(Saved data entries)
────

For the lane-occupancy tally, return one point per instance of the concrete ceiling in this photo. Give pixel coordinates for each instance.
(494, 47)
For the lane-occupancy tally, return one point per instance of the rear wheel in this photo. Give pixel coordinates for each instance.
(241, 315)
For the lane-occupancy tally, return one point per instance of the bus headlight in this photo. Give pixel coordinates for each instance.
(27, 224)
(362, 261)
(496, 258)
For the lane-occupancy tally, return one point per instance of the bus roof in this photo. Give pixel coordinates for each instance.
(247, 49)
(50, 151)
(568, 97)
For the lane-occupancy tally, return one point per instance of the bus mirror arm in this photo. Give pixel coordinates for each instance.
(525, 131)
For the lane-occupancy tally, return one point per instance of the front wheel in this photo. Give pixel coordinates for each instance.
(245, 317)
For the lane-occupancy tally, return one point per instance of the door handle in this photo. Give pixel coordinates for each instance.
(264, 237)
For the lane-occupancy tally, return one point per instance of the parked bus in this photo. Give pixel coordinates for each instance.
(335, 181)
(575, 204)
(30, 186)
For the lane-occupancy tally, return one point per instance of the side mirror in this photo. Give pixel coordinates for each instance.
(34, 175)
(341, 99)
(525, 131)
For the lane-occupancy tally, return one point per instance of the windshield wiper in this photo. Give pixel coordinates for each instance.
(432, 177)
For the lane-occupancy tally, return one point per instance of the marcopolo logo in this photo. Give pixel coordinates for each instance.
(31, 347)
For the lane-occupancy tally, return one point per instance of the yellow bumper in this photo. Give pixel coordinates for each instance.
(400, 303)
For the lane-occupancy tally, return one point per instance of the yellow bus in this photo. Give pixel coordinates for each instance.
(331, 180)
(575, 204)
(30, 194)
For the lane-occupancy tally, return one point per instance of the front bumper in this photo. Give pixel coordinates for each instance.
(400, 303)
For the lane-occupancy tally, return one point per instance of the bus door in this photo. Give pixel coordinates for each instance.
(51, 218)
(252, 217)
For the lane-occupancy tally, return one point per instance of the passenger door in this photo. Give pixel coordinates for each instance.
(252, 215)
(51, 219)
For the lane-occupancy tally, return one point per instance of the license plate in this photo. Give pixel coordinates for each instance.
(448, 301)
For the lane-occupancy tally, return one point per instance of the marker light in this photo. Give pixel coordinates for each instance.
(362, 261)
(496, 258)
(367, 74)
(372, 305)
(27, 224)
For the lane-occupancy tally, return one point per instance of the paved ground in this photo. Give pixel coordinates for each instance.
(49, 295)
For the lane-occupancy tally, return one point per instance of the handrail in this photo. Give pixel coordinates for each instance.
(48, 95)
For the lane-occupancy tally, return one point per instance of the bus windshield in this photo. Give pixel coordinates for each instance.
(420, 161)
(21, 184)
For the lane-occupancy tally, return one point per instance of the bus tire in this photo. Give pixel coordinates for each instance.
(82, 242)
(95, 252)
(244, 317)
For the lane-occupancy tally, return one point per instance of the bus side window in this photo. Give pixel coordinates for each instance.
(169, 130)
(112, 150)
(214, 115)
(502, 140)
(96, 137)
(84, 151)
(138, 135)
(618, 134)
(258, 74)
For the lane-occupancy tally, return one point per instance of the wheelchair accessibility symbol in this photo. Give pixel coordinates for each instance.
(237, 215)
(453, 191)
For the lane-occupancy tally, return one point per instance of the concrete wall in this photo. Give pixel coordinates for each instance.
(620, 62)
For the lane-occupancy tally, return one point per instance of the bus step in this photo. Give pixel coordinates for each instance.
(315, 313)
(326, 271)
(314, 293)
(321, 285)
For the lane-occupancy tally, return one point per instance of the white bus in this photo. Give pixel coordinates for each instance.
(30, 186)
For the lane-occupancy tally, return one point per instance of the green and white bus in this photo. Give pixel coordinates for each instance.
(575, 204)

────

## PROBLEM REQUIREMENTS
Please rewrite the entries from the line containing "of the wheelchair" through the end of the entries, changing "pixel coordinates" to "x-y coordinates" and keeping everything else the same. Return only those lines.

## RESPONSE FOR THIS EXERCISE
For the lane-occupancy tally, return one point per instance of the wheelchair accessibility symbol in this photo. Give x-y coordinates for each instance.
(237, 215)
(453, 191)
For the lane-occupancy tally, return one point per instance of the concrete wall in this photo. Give x-y coordinates for each instance.
(620, 62)
For the lane-occupancy tally, return one point per instance of the bus step in this photo. Give x-y coordinates for each instance.
(315, 313)
(326, 271)
(314, 293)
(321, 285)
For the lane-occupancy tally, return one point per instance of the white bus in this photo. Give x-y coordinates for each instance.
(30, 186)
For the lane-occupancy tally, return one point per instance of the green and white bus in this photo. Give x-y coordinates for each instance.
(575, 204)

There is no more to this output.